Exercise input Start Marker
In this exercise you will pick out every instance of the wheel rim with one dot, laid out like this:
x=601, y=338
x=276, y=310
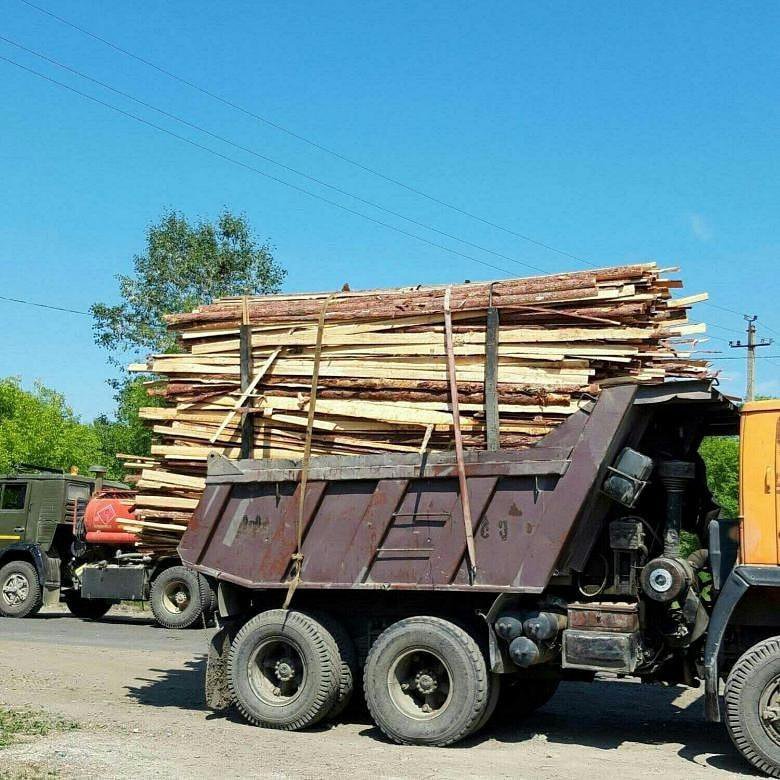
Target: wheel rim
x=420, y=684
x=176, y=596
x=16, y=589
x=277, y=672
x=769, y=709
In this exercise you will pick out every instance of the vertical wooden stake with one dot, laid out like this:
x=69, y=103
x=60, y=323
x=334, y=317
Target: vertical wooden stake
x=491, y=378
x=464, y=490
x=245, y=360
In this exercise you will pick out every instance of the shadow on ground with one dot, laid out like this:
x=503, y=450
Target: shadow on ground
x=607, y=714
x=603, y=715
x=181, y=688
x=129, y=619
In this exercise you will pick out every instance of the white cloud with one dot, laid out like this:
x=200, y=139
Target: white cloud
x=700, y=227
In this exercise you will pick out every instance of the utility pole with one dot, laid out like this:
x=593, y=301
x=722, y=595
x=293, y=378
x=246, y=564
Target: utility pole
x=751, y=346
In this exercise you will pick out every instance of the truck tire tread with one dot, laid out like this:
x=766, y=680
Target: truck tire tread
x=34, y=600
x=325, y=654
x=742, y=684
x=471, y=654
x=199, y=594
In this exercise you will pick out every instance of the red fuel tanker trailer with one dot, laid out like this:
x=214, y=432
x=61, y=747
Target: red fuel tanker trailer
x=67, y=537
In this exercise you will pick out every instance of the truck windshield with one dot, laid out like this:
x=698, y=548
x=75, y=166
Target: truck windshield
x=12, y=496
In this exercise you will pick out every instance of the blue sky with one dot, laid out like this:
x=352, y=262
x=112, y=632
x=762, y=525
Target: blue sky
x=617, y=132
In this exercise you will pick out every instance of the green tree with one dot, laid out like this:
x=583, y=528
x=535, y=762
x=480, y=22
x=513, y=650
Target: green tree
x=39, y=427
x=721, y=457
x=126, y=432
x=185, y=265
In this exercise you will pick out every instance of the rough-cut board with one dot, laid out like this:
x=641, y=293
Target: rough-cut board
x=383, y=373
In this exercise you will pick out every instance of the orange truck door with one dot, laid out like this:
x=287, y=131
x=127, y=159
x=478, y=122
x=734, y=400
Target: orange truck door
x=758, y=495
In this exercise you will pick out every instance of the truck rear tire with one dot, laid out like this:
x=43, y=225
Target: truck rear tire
x=179, y=597
x=20, y=590
x=87, y=609
x=426, y=682
x=753, y=705
x=284, y=669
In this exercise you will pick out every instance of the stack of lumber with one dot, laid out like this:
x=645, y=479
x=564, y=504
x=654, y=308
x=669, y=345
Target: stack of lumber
x=383, y=375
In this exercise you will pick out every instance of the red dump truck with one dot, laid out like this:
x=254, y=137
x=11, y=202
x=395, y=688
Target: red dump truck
x=352, y=572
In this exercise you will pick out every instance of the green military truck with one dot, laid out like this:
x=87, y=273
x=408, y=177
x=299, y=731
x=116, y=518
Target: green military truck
x=48, y=555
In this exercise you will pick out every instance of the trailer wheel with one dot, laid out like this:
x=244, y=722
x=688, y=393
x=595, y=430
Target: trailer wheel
x=178, y=597
x=348, y=663
x=426, y=682
x=753, y=705
x=87, y=609
x=20, y=590
x=522, y=696
x=284, y=670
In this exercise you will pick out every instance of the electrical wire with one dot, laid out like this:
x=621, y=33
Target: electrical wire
x=264, y=157
x=44, y=305
x=334, y=153
x=251, y=168
x=304, y=139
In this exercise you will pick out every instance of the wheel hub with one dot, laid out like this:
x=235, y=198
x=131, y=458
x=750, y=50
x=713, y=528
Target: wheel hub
x=769, y=709
x=426, y=681
x=284, y=670
x=16, y=589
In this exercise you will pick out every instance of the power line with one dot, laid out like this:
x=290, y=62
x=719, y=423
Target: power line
x=332, y=152
x=739, y=357
x=44, y=305
x=304, y=139
x=244, y=165
x=264, y=157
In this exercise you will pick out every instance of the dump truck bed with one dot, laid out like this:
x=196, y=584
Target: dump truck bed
x=396, y=521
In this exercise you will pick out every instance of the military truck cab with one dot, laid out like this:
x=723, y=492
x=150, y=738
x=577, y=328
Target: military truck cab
x=38, y=506
x=48, y=554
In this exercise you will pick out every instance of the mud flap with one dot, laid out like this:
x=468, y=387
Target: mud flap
x=218, y=696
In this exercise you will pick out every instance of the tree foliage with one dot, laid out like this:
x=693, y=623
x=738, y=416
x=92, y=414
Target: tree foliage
x=185, y=265
x=39, y=427
x=721, y=457
x=126, y=432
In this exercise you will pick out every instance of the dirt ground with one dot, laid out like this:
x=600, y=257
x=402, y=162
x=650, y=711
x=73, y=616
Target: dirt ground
x=136, y=691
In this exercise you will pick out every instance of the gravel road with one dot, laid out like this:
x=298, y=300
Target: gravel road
x=136, y=690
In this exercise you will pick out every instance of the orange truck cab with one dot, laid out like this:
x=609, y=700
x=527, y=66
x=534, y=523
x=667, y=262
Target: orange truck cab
x=743, y=642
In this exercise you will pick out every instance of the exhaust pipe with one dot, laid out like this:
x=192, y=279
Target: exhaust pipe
x=675, y=476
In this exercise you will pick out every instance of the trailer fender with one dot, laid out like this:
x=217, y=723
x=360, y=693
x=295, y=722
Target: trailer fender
x=218, y=695
x=737, y=584
x=48, y=568
x=232, y=600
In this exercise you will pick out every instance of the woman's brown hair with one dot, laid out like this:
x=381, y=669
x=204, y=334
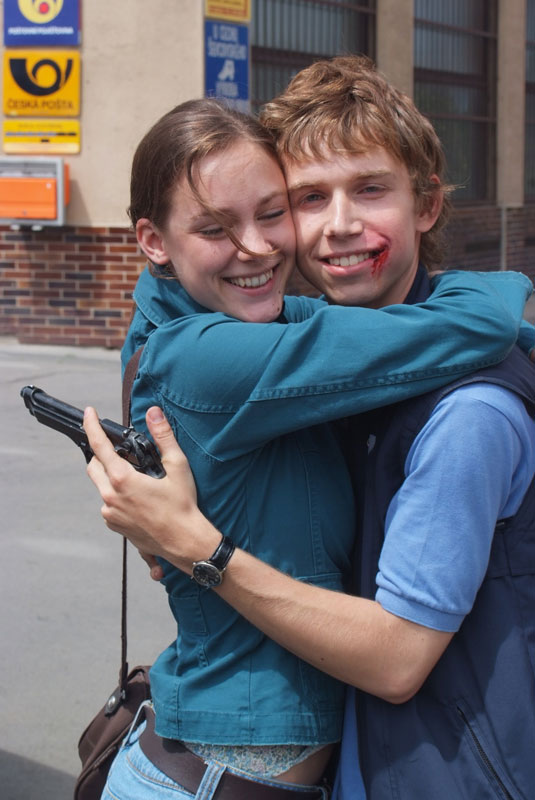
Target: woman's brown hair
x=174, y=147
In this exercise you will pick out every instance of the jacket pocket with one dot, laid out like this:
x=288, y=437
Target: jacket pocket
x=491, y=770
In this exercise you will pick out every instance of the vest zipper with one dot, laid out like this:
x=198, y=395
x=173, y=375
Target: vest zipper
x=484, y=756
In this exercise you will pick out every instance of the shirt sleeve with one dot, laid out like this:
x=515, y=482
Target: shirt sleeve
x=469, y=466
x=236, y=385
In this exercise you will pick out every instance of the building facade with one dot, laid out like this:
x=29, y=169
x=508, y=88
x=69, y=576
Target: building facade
x=469, y=64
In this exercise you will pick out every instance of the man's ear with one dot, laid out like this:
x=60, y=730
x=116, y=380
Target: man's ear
x=432, y=207
x=151, y=242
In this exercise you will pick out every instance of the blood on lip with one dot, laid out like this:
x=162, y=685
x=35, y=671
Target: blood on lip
x=379, y=261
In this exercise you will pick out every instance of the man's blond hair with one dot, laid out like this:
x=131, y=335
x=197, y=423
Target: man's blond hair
x=345, y=105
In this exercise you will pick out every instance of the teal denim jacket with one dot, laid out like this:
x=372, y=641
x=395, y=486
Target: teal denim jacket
x=251, y=405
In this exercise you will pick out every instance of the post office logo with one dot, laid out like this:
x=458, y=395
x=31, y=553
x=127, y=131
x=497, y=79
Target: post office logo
x=42, y=82
x=40, y=11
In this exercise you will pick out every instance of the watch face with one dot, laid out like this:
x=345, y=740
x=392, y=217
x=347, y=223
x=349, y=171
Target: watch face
x=206, y=574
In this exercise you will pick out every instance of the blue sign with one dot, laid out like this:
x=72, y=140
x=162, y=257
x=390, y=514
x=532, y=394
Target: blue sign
x=227, y=63
x=38, y=23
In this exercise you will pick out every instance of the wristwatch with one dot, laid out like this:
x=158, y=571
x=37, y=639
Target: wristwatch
x=210, y=572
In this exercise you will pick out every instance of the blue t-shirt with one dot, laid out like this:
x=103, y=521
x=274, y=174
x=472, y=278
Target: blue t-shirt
x=470, y=465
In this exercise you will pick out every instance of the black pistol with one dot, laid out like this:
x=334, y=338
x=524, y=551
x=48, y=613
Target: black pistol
x=135, y=447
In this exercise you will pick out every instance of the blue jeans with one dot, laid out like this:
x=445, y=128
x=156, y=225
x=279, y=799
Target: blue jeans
x=134, y=777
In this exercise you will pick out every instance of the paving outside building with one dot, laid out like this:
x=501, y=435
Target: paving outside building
x=470, y=65
x=60, y=590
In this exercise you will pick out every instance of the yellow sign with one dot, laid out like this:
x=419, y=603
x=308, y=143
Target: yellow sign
x=40, y=12
x=42, y=83
x=41, y=136
x=236, y=10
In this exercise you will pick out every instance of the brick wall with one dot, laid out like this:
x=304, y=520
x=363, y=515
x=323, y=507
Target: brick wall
x=474, y=239
x=69, y=286
x=73, y=285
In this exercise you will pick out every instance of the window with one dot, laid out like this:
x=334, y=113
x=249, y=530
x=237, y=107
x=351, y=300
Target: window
x=287, y=35
x=529, y=186
x=455, y=86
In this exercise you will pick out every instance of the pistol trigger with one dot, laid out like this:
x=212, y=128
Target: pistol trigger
x=122, y=449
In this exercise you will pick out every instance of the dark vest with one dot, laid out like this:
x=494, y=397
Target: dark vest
x=469, y=733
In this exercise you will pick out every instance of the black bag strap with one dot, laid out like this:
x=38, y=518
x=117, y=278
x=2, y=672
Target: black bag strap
x=128, y=381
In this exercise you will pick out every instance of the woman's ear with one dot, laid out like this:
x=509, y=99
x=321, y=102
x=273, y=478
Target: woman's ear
x=151, y=242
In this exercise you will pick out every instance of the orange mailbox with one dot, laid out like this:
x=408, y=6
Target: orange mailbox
x=33, y=191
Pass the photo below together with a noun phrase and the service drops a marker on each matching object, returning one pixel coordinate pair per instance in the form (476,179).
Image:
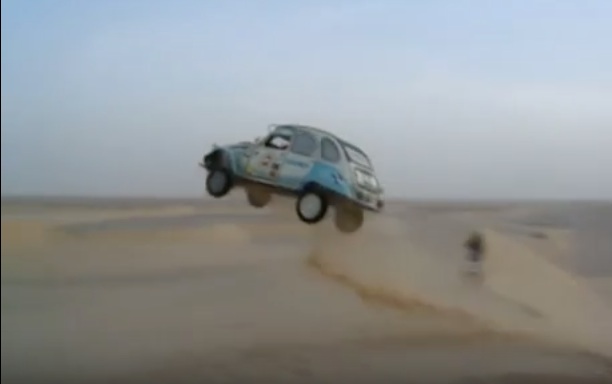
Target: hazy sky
(451,98)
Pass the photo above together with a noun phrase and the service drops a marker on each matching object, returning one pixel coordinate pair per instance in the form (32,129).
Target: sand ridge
(236,285)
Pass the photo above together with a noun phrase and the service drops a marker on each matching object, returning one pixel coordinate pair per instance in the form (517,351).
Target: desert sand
(137,290)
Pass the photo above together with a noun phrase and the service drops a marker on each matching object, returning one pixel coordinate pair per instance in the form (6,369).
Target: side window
(329,151)
(304,144)
(277,141)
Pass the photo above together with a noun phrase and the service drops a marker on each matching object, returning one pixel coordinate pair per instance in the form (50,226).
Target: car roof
(309,128)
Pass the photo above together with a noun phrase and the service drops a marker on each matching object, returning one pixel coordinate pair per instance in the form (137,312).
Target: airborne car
(317,167)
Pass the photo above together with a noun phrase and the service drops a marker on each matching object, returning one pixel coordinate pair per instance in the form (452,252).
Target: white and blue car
(317,167)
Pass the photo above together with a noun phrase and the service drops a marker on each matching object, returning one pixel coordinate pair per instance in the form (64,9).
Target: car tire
(311,206)
(218,183)
(258,198)
(348,219)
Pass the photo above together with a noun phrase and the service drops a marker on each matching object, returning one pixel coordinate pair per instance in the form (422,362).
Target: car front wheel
(218,183)
(311,207)
(348,219)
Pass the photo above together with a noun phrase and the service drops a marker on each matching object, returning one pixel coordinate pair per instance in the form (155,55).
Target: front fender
(218,158)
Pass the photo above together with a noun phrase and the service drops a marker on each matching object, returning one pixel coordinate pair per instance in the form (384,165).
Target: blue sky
(478,99)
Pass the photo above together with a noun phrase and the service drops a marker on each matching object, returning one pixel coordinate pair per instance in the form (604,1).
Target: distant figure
(475,253)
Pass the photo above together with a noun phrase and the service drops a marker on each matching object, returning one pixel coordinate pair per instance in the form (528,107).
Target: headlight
(366,179)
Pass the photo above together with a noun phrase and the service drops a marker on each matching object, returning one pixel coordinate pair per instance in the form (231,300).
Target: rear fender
(327,178)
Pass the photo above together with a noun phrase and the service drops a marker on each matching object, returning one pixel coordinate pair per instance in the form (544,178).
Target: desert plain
(108,290)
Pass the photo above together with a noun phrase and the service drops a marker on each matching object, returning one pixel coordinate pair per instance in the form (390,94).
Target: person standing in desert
(475,253)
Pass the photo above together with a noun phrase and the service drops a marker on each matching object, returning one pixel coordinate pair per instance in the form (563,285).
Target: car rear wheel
(348,219)
(311,207)
(258,198)
(218,183)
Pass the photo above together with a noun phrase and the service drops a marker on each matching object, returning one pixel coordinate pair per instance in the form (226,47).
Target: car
(318,168)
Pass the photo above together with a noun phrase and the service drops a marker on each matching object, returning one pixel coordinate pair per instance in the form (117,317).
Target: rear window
(356,155)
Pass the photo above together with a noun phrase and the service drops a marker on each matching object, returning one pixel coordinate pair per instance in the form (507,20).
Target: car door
(297,162)
(263,161)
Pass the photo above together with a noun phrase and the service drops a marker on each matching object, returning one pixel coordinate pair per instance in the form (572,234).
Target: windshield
(356,155)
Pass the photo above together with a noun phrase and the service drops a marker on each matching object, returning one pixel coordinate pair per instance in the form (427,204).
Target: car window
(329,151)
(277,141)
(304,144)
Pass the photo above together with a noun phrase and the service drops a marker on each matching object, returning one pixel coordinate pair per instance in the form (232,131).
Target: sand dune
(522,292)
(230,294)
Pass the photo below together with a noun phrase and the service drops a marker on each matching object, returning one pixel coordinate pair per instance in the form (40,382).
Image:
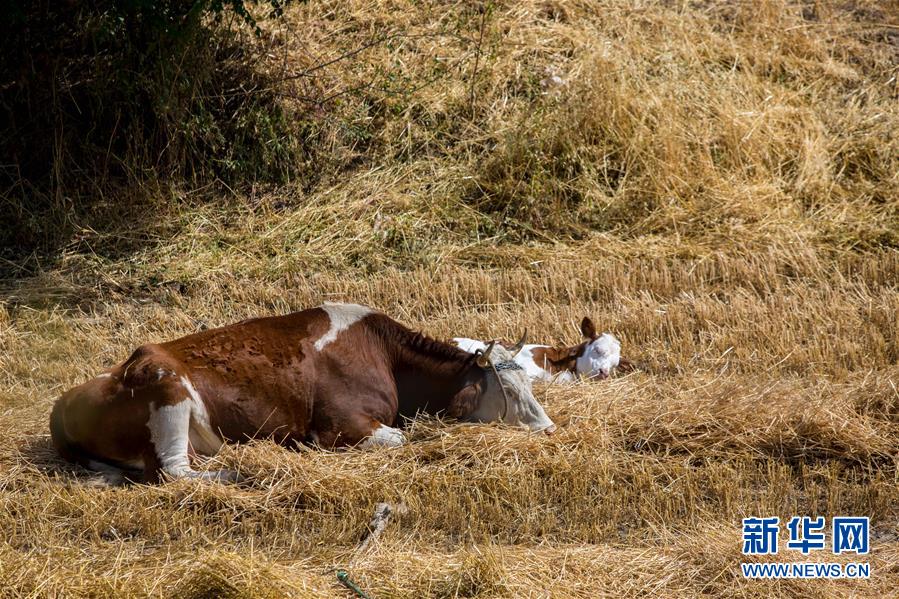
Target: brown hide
(264,378)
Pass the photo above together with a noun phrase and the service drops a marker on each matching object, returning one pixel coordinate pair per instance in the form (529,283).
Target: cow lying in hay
(336,375)
(595,357)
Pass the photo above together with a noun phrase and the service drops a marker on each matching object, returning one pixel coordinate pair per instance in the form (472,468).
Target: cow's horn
(484,358)
(518,346)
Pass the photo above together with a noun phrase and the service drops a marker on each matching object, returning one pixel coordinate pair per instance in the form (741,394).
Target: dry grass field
(715,182)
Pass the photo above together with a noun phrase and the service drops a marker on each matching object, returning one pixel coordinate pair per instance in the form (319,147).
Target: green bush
(100,93)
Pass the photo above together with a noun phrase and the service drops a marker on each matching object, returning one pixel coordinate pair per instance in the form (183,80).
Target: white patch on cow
(342,316)
(522,407)
(203,439)
(169,432)
(384,436)
(469,345)
(173,427)
(540,372)
(600,357)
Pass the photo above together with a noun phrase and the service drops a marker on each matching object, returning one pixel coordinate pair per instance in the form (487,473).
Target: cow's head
(501,391)
(601,353)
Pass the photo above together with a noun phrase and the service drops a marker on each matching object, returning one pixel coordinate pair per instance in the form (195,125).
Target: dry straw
(714,182)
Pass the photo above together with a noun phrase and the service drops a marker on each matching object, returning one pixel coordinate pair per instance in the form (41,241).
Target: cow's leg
(360,430)
(170,427)
(384,436)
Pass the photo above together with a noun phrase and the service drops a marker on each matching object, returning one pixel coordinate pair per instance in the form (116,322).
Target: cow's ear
(588,329)
(464,402)
(577,351)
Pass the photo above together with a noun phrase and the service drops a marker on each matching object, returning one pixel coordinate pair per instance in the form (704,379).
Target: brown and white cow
(336,375)
(593,358)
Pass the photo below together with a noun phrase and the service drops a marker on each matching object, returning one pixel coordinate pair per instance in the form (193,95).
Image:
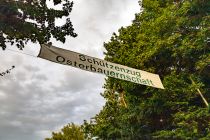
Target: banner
(96,65)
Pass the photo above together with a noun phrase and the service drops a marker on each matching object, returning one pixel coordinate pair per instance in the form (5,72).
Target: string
(21,53)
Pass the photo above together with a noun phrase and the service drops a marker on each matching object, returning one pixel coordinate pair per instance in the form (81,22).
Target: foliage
(32,20)
(170,38)
(68,132)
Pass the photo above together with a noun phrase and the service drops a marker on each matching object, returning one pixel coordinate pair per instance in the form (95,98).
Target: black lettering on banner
(89,60)
(122,75)
(138,74)
(122,69)
(128,71)
(134,79)
(100,70)
(112,74)
(117,68)
(95,62)
(92,68)
(82,57)
(111,66)
(60,59)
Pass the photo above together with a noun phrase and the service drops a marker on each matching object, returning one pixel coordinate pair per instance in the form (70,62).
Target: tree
(32,20)
(68,132)
(170,38)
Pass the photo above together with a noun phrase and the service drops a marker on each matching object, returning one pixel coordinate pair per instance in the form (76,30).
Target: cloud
(39,96)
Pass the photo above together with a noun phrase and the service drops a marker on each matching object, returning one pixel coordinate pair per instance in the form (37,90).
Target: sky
(39,96)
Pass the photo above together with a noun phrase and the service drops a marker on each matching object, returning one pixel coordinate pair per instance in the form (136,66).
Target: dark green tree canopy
Exercise input End Marker
Exercise aim - Reproduce word for word the material above, starting with the line that has "the form (507,20)." and stopping after the line that has "the form (232,131).".

Result for this task -
Pass the photo above together with a noun phrase and the service drops a marker on each matching object, returning one pixel coordinate pair per instance in the form (507,20).
Target: car door
(297,162)
(263,161)
Pass the photo above together with a noun phrase and the service drops a marker on each matching object, returning one pixel coordinate pair per instance in the form (572,234).
Target: windshield
(356,155)
Pass the photo above together with a noun phrase and the service drops a marker on each matching object, returning one pixel coordinate pair per instance in the form (427,204).
Target: car window
(329,151)
(277,141)
(304,144)
Pass the photo above together with a noun phrase and the service drops a marker on each matching object, returning one pixel coordinate pair per instance in the form (232,131).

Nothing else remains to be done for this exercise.